BEGIN MATERIAL PROVIDED

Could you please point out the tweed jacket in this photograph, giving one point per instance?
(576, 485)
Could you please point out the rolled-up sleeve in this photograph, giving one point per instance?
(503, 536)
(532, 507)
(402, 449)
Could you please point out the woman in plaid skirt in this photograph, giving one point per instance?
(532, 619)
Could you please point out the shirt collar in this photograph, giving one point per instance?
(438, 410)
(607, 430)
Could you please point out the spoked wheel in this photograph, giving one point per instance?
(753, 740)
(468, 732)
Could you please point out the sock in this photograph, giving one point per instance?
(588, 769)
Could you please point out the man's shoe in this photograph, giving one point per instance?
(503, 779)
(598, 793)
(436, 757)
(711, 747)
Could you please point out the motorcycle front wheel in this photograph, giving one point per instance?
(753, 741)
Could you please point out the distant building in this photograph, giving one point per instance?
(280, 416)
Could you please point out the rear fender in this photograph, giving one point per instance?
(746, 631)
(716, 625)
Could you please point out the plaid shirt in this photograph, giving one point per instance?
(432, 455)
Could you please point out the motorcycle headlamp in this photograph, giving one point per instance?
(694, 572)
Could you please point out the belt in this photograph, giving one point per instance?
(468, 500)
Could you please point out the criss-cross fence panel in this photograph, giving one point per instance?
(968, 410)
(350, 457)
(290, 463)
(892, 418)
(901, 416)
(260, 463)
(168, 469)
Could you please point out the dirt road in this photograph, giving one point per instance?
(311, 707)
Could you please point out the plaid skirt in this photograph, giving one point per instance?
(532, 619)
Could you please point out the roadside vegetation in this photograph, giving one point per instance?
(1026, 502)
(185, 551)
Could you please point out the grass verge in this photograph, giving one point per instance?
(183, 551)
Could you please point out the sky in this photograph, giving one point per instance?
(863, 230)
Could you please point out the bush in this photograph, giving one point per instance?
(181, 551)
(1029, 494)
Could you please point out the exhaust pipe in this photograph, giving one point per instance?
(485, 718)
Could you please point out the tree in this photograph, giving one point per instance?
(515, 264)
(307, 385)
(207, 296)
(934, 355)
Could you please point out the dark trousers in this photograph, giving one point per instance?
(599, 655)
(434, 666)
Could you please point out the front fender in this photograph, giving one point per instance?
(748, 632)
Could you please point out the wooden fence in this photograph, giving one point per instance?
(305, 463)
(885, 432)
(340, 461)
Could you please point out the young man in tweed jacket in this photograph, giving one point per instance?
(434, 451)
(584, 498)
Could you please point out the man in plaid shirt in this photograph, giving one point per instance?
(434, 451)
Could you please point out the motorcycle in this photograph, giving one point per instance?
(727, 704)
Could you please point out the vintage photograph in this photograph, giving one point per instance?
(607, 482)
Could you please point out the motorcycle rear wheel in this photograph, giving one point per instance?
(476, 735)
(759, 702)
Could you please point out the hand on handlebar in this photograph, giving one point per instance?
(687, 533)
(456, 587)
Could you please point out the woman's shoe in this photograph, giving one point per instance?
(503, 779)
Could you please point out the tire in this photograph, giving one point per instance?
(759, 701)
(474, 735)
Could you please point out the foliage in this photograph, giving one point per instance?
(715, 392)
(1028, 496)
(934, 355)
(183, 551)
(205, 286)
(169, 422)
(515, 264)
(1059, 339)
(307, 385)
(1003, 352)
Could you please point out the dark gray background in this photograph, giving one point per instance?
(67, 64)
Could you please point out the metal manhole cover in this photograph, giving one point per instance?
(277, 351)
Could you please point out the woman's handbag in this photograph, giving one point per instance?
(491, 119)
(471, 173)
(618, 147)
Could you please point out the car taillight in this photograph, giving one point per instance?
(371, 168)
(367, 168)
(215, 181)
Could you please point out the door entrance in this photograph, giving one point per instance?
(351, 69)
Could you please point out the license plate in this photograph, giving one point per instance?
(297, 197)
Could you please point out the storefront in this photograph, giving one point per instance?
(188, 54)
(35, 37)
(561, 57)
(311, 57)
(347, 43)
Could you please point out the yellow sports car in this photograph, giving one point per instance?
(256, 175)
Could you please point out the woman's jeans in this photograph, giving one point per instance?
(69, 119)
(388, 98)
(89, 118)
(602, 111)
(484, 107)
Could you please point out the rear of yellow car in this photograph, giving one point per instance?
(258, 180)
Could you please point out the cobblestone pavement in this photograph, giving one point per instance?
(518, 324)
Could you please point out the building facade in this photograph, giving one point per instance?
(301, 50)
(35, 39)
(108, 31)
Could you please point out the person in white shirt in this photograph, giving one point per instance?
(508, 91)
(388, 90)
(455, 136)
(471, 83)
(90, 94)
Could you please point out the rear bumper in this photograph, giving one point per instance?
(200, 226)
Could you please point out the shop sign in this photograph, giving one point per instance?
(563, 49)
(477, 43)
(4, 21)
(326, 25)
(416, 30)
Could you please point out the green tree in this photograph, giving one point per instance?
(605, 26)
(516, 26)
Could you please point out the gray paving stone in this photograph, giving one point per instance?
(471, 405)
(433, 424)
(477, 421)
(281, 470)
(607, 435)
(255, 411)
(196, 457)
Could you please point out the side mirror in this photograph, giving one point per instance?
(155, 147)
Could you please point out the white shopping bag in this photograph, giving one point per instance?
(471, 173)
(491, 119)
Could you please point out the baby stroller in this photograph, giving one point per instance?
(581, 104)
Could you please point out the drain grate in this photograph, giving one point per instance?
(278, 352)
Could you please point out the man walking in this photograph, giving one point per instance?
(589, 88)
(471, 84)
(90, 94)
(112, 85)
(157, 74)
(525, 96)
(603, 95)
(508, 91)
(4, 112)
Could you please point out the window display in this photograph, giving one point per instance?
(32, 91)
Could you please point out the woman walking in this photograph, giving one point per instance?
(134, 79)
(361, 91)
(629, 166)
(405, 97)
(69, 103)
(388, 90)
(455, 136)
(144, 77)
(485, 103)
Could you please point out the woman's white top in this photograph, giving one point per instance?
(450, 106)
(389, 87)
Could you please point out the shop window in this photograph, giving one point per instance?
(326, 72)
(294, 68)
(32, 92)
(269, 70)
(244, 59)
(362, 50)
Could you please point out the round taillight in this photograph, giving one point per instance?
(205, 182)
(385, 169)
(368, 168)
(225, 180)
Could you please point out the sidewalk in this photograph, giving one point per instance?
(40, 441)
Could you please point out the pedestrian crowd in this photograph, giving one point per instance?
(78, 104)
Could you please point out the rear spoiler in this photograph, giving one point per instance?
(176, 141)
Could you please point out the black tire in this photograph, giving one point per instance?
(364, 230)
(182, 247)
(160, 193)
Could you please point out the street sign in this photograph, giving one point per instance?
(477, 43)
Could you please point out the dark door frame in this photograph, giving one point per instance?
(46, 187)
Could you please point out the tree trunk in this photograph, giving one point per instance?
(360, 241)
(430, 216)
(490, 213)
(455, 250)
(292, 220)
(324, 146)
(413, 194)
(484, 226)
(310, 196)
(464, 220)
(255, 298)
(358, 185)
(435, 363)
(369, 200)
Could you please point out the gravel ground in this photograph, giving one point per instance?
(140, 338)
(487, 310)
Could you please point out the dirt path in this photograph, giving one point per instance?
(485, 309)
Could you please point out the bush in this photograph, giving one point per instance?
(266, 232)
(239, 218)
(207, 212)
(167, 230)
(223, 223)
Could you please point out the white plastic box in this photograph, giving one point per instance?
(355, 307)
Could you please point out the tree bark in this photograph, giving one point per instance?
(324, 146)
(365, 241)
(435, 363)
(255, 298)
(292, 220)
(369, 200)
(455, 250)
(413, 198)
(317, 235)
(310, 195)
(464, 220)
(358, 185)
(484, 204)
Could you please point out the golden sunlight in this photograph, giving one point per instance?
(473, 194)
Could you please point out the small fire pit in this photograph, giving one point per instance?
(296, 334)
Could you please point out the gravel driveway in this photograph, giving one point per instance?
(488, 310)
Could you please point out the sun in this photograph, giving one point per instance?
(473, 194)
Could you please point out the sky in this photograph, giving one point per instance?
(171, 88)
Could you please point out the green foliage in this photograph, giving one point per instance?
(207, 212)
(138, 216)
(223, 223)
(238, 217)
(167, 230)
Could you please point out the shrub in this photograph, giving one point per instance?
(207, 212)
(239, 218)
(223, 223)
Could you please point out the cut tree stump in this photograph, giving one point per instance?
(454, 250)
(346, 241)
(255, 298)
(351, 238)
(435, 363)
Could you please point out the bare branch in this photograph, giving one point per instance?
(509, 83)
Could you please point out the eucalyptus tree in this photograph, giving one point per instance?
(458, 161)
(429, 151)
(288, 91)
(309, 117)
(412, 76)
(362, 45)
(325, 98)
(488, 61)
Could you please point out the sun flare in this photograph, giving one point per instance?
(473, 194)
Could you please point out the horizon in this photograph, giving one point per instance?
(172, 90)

END MATERIAL PROVIDED

Every line from the one that holds "Could you please point out the sun flare" to the end of the data above should be given again exactly, with that line and the last one both kept.

Could you please point out the sun flare in this photograph, giving one point per instance?
(473, 194)
Could you please point out the horizon in this photograph, giving one point per instance?
(172, 90)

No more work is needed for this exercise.